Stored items
----------

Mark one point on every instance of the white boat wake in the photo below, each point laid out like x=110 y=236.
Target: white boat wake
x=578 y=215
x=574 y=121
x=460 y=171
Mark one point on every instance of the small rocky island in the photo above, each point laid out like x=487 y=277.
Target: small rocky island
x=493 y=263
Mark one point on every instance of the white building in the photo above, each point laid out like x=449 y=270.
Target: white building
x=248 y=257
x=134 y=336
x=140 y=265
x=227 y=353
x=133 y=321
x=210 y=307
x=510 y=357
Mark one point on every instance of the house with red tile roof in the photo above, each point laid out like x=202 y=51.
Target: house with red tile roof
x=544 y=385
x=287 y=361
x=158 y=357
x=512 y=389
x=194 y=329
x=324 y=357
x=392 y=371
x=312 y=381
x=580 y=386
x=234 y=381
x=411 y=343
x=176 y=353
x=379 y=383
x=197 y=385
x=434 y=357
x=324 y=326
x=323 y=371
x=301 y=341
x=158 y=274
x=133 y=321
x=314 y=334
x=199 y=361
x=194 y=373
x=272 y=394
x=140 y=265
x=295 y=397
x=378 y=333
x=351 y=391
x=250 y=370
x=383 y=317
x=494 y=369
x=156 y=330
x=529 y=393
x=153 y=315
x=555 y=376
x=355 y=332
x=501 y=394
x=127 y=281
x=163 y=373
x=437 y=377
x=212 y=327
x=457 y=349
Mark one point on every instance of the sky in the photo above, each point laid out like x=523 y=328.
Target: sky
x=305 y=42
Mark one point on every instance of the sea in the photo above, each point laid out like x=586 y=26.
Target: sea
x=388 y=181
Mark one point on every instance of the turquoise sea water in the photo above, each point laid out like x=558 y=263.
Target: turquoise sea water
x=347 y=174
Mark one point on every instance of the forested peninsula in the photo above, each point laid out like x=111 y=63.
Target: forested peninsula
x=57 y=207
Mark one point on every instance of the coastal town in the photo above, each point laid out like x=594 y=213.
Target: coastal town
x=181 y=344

----------

* What to work on
Copy out each record exactly as given, omitting none.

* Task result
Mark one point on every instance of the white boat wake in the photo below, each point laid out like x=110 y=236.
Target: white boat wake
x=578 y=215
x=574 y=121
x=460 y=171
Mark one point on every instance of the small rocky island in the photo above, each point laid out like x=487 y=277.
Target: small rocky island
x=493 y=263
Mark one point on every instance of the white building in the photo above, each point laid out like x=449 y=270.
Target: white building
x=248 y=257
x=134 y=336
x=140 y=265
x=227 y=353
x=133 y=321
x=210 y=307
x=510 y=357
Mark one point on every instance of the house with red tile roof in the photo above, each point laid out like x=202 y=51.
Target: house with red tile roof
x=544 y=385
x=287 y=361
x=158 y=357
x=512 y=389
x=194 y=329
x=324 y=357
x=392 y=371
x=312 y=381
x=580 y=386
x=234 y=381
x=411 y=343
x=176 y=353
x=379 y=383
x=197 y=385
x=434 y=357
x=324 y=326
x=323 y=371
x=301 y=341
x=158 y=274
x=133 y=321
x=314 y=334
x=199 y=361
x=194 y=373
x=272 y=394
x=140 y=265
x=295 y=397
x=378 y=333
x=351 y=391
x=250 y=370
x=383 y=317
x=494 y=369
x=156 y=330
x=529 y=393
x=153 y=315
x=555 y=376
x=355 y=332
x=501 y=394
x=127 y=281
x=163 y=373
x=437 y=377
x=212 y=327
x=457 y=349
Mark one point on every instance of the sky in the photo above, each point laid out like x=523 y=328.
Target: sky
x=305 y=42
Mark one point on every instance of the sea in the photo above, each point laid out like x=586 y=26.
Target: sea
x=388 y=181
Mark one point on every instance of the turquoise sea water in the photo above, each point laid out like x=558 y=263.
Target: turquoise sea water
x=347 y=174
Mark one point on every instance of the forested peninsula in the photo above, each point laid out like x=111 y=63.
Target: forested peninsula
x=57 y=207
Mark one point on every instance of the coastal town in the photo above, each point laid out like x=594 y=213.
Target: coastal town
x=181 y=344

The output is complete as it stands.